## What is needed
Please turn every line of the data below into a Markdown table with the columns Row and Content, numbering the rows and skipping blank lines. Leave the pictures out of the table.

## Data listing
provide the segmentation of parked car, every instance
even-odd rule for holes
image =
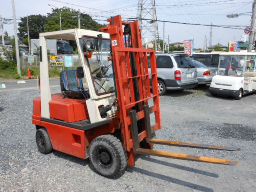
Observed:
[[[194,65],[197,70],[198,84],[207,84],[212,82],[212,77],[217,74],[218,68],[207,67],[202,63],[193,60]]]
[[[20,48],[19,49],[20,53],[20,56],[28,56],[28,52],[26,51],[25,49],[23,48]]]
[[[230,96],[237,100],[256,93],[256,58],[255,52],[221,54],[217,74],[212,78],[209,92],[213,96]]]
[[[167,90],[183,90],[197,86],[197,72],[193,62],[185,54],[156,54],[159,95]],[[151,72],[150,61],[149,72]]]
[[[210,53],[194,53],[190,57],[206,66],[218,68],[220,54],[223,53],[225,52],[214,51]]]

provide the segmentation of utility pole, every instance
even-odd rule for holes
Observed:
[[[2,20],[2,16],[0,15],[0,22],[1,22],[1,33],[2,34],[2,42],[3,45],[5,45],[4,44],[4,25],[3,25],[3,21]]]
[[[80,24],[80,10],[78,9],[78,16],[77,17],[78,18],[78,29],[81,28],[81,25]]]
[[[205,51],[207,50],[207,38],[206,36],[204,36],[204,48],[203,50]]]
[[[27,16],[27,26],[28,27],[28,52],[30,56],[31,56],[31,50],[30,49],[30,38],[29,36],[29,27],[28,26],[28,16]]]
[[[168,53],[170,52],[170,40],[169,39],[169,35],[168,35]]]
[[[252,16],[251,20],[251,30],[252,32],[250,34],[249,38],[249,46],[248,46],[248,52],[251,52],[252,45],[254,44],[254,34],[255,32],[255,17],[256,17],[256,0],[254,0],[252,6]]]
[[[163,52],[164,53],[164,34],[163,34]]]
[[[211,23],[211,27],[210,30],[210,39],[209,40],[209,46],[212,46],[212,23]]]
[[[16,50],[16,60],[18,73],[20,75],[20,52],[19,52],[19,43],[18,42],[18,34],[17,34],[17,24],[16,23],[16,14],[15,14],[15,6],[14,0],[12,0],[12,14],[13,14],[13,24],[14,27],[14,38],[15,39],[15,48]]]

## Result for this exercise
| Row | Content |
|---|---|
| 1 | provide the segmentation of parked car, every instance |
| 2 | even-odd rule for holes |
| 3 | image = |
| 4 | Observed: |
| 5 | [[[194,65],[197,70],[198,84],[207,84],[212,82],[212,77],[217,74],[218,68],[207,67],[202,63],[193,60]]] |
| 6 | [[[20,48],[19,49],[20,53],[20,56],[28,56],[28,52],[26,51],[25,49],[23,48]]] |
| 7 | [[[230,96],[237,100],[256,93],[256,58],[255,52],[221,54],[217,74],[212,78],[209,92],[213,96]]] |
| 8 | [[[167,90],[183,90],[197,86],[197,72],[193,62],[185,54],[156,54],[159,95]],[[151,72],[150,61],[149,72]]] |
| 9 | [[[210,53],[194,53],[190,57],[206,66],[218,68],[220,54],[223,53],[225,52],[214,51]]] |
| 10 | provide the segmentation of utility pole, every instance |
| 11 | even-odd rule for holes |
| 12 | Observed: |
| 13 | [[[2,20],[2,16],[0,15],[0,22],[1,22],[1,33],[2,34],[2,42],[3,45],[5,45],[4,44],[4,25],[3,25],[3,21]]] |
| 14 | [[[80,24],[80,10],[78,9],[78,16],[77,17],[78,18],[78,29],[81,28],[81,25]]] |
| 15 | [[[205,51],[207,50],[207,38],[206,36],[204,36],[204,48],[203,50]]] |
| 16 | [[[27,16],[27,26],[28,27],[28,52],[30,56],[31,56],[31,50],[30,49],[30,38],[29,36],[29,27],[28,26],[28,16]]] |
| 17 | [[[168,53],[170,52],[170,40],[169,39],[169,35],[168,35]]] |
| 18 | [[[252,16],[251,20],[251,30],[252,32],[250,34],[249,38],[249,46],[248,46],[248,52],[251,52],[252,45],[254,44],[254,34],[255,32],[255,17],[256,17],[256,0],[254,0],[252,6]]] |
| 19 | [[[163,52],[164,53],[164,34],[163,34]]] |
| 20 | [[[211,23],[211,27],[210,30],[210,39],[209,40],[209,46],[212,46],[212,23]]] |
| 21 | [[[16,50],[16,60],[18,73],[20,75],[20,52],[19,52],[19,43],[18,42],[18,34],[17,34],[17,24],[16,23],[16,14],[15,14],[15,6],[14,0],[12,0],[12,14],[13,14],[13,24],[14,27],[14,38],[15,39],[15,48]]] |